[Data excerpts]
= = = = =

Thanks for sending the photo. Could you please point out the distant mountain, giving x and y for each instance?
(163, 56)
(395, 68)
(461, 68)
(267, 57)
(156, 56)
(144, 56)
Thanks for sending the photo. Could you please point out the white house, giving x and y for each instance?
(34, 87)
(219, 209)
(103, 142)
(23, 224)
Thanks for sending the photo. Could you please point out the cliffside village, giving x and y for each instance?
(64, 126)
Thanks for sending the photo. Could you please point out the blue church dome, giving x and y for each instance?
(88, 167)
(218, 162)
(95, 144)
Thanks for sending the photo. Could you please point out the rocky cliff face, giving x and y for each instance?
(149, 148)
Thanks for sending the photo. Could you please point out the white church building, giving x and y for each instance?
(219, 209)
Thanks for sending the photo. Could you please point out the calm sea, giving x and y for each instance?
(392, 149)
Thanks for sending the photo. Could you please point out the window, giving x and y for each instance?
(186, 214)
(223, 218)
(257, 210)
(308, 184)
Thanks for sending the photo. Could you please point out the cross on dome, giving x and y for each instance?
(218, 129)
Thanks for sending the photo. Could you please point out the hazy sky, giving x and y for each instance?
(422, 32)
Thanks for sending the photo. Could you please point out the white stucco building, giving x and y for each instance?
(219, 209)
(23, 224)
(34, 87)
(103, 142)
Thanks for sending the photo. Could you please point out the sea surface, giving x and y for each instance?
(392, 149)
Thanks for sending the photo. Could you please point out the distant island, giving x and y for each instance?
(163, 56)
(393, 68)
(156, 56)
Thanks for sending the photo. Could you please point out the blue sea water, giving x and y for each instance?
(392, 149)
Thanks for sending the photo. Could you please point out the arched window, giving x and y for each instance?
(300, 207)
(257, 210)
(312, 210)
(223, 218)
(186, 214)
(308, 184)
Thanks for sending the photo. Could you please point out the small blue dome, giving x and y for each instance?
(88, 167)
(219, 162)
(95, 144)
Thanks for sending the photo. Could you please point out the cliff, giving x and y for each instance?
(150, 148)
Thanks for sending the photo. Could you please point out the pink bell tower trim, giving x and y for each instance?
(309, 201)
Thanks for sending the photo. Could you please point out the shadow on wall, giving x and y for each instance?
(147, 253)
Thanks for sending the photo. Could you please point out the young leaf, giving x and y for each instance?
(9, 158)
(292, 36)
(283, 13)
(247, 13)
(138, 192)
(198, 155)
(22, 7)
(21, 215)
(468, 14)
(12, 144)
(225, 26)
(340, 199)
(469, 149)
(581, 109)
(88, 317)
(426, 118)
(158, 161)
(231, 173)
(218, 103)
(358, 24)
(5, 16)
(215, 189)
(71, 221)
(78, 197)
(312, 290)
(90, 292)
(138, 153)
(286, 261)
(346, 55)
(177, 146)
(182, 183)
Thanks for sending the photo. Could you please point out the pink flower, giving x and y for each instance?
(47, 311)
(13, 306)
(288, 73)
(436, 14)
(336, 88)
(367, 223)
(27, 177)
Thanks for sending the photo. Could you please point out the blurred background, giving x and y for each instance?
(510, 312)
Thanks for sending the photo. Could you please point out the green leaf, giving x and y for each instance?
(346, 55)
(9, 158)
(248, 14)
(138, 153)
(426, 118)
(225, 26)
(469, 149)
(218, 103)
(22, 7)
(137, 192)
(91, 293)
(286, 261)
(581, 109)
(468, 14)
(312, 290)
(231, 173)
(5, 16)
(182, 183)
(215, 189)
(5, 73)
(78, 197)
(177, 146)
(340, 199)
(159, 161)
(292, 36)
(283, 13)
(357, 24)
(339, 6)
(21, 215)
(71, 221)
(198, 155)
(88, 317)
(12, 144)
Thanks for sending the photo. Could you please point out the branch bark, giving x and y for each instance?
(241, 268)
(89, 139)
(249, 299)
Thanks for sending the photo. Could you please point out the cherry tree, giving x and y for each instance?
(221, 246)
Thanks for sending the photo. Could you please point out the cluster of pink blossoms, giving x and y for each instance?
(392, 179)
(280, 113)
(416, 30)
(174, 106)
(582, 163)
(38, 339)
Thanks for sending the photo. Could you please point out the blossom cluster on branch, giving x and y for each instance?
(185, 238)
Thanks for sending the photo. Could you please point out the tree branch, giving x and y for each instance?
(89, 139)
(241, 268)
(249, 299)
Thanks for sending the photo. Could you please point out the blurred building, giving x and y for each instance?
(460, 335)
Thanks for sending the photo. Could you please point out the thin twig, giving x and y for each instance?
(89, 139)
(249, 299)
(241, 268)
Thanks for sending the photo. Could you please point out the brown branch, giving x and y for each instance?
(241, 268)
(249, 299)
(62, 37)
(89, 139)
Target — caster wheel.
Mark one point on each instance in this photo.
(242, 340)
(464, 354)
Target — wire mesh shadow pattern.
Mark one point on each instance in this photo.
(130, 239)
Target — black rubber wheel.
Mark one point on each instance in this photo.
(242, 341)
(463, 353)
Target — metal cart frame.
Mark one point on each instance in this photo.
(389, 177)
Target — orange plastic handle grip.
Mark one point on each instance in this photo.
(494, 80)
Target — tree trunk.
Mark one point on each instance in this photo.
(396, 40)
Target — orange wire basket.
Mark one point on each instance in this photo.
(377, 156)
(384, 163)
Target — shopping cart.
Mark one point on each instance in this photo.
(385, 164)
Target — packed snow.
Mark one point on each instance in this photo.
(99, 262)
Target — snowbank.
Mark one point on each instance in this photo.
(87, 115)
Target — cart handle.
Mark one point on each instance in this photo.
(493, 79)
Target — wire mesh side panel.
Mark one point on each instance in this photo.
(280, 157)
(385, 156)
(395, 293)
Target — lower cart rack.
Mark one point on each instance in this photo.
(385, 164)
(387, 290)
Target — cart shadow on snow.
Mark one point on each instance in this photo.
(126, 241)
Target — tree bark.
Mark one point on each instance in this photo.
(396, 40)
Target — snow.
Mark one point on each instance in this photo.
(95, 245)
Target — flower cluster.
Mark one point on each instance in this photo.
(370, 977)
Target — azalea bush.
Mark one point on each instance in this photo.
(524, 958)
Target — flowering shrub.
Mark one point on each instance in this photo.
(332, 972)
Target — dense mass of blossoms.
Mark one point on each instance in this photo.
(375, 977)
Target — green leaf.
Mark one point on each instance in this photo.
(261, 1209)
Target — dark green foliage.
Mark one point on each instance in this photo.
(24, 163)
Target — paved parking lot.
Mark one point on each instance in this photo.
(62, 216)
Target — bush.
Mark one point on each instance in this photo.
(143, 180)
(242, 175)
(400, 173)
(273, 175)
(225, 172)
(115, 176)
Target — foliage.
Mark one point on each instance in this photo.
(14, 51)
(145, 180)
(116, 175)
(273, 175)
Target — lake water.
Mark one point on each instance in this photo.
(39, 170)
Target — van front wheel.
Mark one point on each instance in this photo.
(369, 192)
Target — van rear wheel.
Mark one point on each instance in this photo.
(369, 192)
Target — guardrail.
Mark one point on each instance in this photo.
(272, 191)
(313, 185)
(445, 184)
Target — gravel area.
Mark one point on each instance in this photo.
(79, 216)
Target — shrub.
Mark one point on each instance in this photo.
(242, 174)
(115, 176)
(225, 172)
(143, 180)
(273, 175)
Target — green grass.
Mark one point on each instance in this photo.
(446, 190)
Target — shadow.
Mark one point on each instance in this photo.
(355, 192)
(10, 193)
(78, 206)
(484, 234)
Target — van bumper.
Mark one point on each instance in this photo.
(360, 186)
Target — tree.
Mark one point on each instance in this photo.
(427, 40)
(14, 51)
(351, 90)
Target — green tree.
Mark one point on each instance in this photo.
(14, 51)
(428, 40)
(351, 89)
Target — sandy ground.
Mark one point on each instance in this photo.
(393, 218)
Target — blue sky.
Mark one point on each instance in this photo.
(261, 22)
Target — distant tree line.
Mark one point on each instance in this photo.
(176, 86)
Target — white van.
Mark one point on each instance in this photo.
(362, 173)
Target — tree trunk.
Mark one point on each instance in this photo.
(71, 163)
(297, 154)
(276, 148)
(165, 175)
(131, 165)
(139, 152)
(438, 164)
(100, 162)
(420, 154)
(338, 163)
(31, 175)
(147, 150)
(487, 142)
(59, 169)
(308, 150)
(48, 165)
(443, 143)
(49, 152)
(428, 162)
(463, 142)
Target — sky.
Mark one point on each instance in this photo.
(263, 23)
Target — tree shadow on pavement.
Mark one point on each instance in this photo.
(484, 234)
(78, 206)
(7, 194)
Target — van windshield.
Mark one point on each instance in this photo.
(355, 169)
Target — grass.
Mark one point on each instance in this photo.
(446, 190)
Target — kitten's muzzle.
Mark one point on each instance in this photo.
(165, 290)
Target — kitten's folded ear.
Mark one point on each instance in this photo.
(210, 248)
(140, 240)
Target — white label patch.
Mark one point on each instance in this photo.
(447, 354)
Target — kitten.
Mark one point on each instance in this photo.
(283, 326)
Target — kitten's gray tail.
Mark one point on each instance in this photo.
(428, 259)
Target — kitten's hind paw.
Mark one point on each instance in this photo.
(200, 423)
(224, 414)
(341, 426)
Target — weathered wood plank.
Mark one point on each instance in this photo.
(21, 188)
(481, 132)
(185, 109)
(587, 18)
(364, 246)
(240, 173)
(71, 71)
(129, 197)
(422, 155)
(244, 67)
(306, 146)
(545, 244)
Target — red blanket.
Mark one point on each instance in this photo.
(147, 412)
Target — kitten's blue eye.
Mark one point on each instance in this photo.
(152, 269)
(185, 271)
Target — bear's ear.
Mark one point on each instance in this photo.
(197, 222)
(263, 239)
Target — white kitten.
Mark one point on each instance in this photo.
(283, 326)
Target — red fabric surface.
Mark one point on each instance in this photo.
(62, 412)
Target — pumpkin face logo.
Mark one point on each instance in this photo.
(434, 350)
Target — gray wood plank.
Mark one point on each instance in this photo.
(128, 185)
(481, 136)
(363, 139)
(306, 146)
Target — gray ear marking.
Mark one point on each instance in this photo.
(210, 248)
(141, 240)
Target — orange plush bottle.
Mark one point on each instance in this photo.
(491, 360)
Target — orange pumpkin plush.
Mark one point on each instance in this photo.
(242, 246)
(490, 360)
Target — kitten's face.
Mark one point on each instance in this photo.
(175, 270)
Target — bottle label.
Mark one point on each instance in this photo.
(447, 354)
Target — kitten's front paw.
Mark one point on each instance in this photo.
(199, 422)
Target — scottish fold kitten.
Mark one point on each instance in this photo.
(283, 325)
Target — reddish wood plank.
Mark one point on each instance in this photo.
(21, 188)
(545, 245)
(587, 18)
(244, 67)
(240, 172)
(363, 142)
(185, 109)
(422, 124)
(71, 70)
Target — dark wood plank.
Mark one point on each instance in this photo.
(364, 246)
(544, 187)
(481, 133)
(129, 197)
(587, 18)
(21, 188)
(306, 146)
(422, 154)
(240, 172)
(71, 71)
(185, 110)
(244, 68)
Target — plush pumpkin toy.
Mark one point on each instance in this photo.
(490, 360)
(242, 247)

= = = = =

Exercise objective -> Of the lines above, retype only those from the line containing "Target — orange pumpkin plush." through the line containing "Target — kitten's front paw.", including both, exactly.

Answer to this problem ->
Target — orange pumpkin plush.
Mark one point on each instance in this photo.
(242, 246)
(490, 360)
Target — kitten's face.
Mark one point on each instance in this photo.
(175, 270)
Target — bottle label.
Mark one point on each instance in this photo.
(447, 354)
Target — kitten's front paw.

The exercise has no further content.